## Selected extract
== Segment start ==

NEW YORK - The situation in Somalia grows more dire by the day. The British government now says 400,000 children are at risk of starving.
CBS Evening News anchor Scott Pelley spoke with Cassandra Nelson of Mercy Corps. Nelson is in Kenya, after visiting refugee camps in Mogadishu. She warns of a new threat - the outbreak of disease.
Nelson: The living conditions have, are just absolutely terrible for these people. They don't have access to clean water. They don't have access to any kind of sanitation facilities or toilets. What that has created is an absolute health crisis. I was in the hospitals and I saw them completely overrun and in the 45 minute period I was there I saw three children die that had cholera. So that is a huge crisis.
The other thing we are really concerned about is measles. The conditions in the camps - because it's so crowded - is a huge incubator for measles because it's such a contagious and infectious disease. The situation to be honest in the hospitals isn't much better. What you'll find in a ward is these children lying on these tables all getting IVs - they're also not being separated from children who have measles or other diseases, cholera, and so the disease is so easily transferred from one child to the next.
Pelley: You sent us some photographs. Could you describe what those photographs show?
Nelson: To me, honestly, they show a suffering that I never, never imagined could exist. And I have been a humanitarian aid worker in disasters for almost a decade. My experience there and the pictures and video I was able to take the there are just to me are a picture of tremendous suffering and yet the people are so dignified and so resilient. It's amazing. When I would speak to parents whose children were visibly dying in the hospital and they had the most grace and poise under circumstances that I don't think anyone can even begin to imagine.

== Segment end ==

## Tasks for this exercise
1/ In the Somalia report, how long was Nelson in the hospital when she saw three children die of cholera?
2/ List every place name that appears in the Somalia report.
The records that come next have nothing to do with the Somalia report.

## Supplied material

== Segment start ==

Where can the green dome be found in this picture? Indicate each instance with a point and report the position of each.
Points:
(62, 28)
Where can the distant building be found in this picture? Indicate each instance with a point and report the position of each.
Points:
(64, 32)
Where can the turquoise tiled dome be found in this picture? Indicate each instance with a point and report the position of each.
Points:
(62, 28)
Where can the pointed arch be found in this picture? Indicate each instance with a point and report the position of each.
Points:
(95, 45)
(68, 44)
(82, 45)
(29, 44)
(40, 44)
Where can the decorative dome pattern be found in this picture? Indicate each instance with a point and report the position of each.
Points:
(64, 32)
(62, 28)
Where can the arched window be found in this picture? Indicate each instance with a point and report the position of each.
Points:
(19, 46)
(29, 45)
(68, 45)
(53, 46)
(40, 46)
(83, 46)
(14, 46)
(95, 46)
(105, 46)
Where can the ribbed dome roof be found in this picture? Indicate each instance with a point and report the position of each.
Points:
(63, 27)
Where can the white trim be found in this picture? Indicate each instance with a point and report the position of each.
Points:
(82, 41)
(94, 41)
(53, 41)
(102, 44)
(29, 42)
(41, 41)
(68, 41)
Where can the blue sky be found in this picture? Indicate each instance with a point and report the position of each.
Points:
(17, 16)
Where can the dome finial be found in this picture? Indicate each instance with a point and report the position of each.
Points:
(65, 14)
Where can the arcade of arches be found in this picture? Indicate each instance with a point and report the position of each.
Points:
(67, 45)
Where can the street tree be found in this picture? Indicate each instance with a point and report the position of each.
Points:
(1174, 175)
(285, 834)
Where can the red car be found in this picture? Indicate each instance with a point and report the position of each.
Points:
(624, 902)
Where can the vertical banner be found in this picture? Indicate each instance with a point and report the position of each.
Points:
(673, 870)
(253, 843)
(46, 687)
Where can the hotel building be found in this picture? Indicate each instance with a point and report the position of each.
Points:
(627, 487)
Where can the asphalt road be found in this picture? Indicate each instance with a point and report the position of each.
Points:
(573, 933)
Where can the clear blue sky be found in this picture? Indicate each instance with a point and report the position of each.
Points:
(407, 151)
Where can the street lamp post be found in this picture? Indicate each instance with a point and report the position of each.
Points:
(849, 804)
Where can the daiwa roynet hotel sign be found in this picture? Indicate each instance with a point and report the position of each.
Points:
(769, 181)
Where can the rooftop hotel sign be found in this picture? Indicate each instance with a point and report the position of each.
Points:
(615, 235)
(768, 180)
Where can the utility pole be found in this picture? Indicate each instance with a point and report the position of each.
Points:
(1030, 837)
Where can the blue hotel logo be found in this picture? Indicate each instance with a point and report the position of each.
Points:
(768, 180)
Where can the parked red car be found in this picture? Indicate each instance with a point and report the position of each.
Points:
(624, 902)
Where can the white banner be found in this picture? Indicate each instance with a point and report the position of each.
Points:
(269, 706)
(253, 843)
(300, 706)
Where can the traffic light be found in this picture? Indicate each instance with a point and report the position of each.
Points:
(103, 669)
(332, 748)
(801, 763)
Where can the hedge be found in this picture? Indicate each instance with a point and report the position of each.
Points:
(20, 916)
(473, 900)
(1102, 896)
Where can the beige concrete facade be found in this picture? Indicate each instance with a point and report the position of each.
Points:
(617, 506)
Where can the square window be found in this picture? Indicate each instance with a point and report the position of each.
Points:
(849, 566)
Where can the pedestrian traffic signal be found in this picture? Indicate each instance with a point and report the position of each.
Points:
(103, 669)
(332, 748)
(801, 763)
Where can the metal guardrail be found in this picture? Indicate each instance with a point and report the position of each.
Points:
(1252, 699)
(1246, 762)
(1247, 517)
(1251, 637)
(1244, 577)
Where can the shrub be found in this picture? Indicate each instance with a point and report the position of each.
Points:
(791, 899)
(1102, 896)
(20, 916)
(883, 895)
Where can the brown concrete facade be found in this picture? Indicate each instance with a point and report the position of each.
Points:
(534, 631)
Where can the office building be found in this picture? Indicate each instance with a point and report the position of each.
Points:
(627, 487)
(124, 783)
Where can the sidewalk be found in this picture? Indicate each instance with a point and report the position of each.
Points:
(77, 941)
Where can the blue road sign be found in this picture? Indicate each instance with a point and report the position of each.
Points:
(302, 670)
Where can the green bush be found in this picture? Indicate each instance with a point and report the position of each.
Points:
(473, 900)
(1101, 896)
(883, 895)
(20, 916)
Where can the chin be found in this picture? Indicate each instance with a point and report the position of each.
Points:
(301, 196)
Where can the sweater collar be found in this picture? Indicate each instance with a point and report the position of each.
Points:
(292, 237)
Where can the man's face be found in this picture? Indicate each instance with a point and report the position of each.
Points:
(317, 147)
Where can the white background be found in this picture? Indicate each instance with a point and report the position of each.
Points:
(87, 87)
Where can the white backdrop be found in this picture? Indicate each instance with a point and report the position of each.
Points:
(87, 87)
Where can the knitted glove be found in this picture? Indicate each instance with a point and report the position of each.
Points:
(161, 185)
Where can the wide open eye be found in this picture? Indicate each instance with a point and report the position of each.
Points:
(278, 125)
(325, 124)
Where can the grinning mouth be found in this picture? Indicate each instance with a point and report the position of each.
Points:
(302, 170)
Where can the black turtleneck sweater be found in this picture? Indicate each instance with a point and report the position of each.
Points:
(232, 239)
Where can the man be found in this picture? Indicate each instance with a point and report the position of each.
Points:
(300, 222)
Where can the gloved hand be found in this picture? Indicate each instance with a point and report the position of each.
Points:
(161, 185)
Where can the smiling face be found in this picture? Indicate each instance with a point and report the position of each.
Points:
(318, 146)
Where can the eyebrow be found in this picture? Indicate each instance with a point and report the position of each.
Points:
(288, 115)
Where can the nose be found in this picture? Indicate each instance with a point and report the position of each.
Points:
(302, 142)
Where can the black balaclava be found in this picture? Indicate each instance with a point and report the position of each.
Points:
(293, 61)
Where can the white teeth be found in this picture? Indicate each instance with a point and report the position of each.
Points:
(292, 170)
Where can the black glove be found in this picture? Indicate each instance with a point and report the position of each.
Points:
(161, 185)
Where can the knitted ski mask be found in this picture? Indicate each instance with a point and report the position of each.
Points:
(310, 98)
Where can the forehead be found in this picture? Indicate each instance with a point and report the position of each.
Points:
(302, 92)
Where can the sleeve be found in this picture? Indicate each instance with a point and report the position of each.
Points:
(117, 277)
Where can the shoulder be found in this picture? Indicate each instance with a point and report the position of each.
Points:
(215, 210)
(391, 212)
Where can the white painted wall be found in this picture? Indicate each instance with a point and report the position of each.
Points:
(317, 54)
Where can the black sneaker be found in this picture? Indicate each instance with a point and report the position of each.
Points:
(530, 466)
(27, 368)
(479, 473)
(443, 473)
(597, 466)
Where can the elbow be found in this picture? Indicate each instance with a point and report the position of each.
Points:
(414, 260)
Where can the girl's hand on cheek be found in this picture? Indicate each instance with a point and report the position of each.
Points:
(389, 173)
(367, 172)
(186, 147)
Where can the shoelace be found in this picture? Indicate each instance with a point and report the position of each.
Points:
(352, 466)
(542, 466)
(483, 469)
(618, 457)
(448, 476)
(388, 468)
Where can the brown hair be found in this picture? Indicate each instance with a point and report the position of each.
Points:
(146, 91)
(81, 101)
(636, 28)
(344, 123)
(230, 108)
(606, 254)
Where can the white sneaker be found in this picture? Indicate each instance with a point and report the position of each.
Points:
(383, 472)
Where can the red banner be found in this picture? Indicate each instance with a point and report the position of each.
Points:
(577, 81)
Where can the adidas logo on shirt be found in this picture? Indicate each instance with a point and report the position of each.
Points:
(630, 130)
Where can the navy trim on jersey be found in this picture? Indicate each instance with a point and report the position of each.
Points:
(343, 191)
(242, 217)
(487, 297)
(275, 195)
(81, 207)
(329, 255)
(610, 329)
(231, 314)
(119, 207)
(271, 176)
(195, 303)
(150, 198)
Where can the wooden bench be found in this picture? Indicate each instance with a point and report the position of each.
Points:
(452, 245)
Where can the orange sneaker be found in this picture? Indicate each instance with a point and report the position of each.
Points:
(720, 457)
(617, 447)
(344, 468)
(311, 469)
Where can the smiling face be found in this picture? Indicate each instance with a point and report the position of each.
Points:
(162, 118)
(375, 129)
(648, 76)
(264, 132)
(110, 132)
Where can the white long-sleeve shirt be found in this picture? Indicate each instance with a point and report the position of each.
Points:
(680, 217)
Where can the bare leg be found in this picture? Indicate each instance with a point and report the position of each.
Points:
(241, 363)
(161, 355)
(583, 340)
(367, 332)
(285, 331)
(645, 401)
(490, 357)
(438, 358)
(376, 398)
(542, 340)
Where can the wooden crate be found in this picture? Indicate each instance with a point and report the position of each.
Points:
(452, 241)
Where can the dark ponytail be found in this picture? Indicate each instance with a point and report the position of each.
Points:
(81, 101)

== Segment end ==

## Solutions below
1/ 45 minutes

2/ New York, Somalia, Kenya, Mogadishu